(Point localization data)

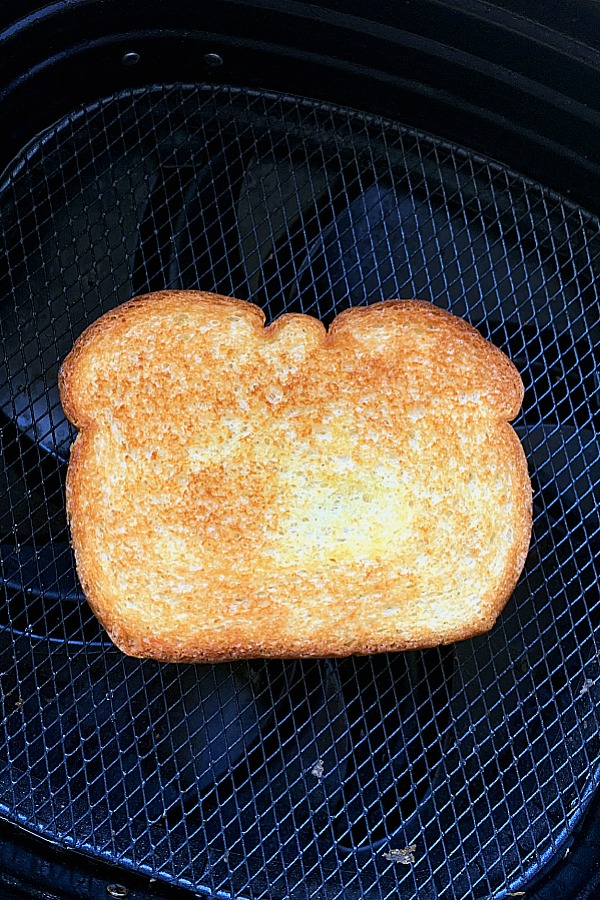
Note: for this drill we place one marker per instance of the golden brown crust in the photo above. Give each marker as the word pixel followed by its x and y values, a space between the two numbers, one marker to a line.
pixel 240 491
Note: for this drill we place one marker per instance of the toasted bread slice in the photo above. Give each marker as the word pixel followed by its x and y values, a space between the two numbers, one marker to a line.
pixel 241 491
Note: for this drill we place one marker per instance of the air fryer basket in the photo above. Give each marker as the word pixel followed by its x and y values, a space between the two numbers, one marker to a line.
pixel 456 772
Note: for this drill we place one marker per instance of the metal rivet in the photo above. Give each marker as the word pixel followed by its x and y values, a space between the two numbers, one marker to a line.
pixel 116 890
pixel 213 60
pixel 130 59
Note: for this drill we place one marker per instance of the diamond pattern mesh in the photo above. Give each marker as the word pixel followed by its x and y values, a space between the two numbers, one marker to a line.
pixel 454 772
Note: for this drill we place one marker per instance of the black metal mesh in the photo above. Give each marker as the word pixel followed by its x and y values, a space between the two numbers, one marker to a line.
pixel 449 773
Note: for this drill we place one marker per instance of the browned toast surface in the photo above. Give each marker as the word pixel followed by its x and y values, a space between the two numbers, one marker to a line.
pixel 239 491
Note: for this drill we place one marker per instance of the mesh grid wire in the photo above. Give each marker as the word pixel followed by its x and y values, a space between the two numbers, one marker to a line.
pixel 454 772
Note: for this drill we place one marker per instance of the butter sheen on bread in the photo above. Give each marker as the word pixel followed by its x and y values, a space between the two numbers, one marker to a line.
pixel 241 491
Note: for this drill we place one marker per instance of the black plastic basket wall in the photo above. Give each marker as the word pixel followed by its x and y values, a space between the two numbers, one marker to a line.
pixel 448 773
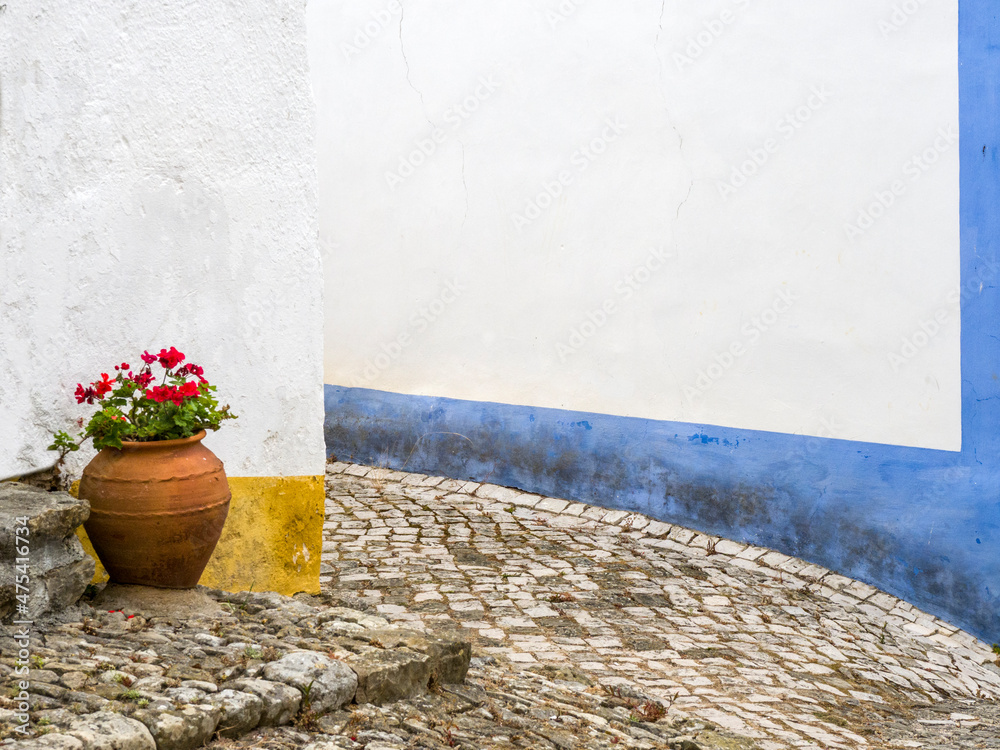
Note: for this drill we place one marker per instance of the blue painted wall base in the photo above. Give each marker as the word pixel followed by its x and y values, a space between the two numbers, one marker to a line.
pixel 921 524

§ **Prompt**:
Make an exact copy of the records, pictures excluded.

§ **Solution to the problem**:
Note: for this drill we place one marker per instance of the golden brown crust in the photo above. Give each marker as the word pixel followed by its x and y values, a space between the two numbers, one marker to a line.
pixel 240 491
Note: for this drill we place one marker per instance of the toasted bread slice in the photo above. Give each marker as the word pixel followed by its x and y values, a space between the two numbers, one marker to a line.
pixel 241 491
Note: for this drill we place one marker per instance of the air fryer basket in the photo above. Give each marker as the word pixel followed by its x and y values, a space between the two numbers, one marker to a line.
pixel 456 772
Note: for this drill we place one marker per instance of the metal rivet in the photo above. Give each marker as the word pixel followed by its x and y values, a space between the two numbers, one marker to a line.
pixel 116 890
pixel 213 60
pixel 130 59
Note: for this drill we place one marker per instance of the diamond pattern mesh in the photo above. Give each marker as the word pixel followed by its x and y values, a space between the two numbers, one marker to a line.
pixel 454 772
Note: for this drill we place one marker per instance of the black metal mesh in the photo above. Give each marker as the word pixel followed by its x and y values, a space between the two numbers, one marker to a line.
pixel 449 773
Note: for this drill we place one marker per instance of the browned toast surface in the photo above. Give each marker as the word pixel followed by its x and y values, a space between the two numbers, one marker to a line.
pixel 239 491
Note: for this drill we place one marker per instance of the mesh grid wire in the photo above. Give each marker as the word pixel followed by its x and y values, a space between the two numbers, one marker to a line.
pixel 454 772
Note: for this drill we place one marker per instance of the butter sheen on bread in the photo above. Give each marker as the word pixel followed by its x and y values, a space between the two numbers, one marker to a line.
pixel 241 491
Note: for this drill we place one marker per instance of the black plastic basket wall in the photo above. Give each marker as the word pixel followed by its x and y values, a space between the two numbers, one marker to a line.
pixel 448 773
Note: for this drill we place one marker per instance of the blue painted wall base in the photo above. Give each marker as the word pixel followed by its x and y values, a space between the two numbers, one marker to a line.
pixel 921 524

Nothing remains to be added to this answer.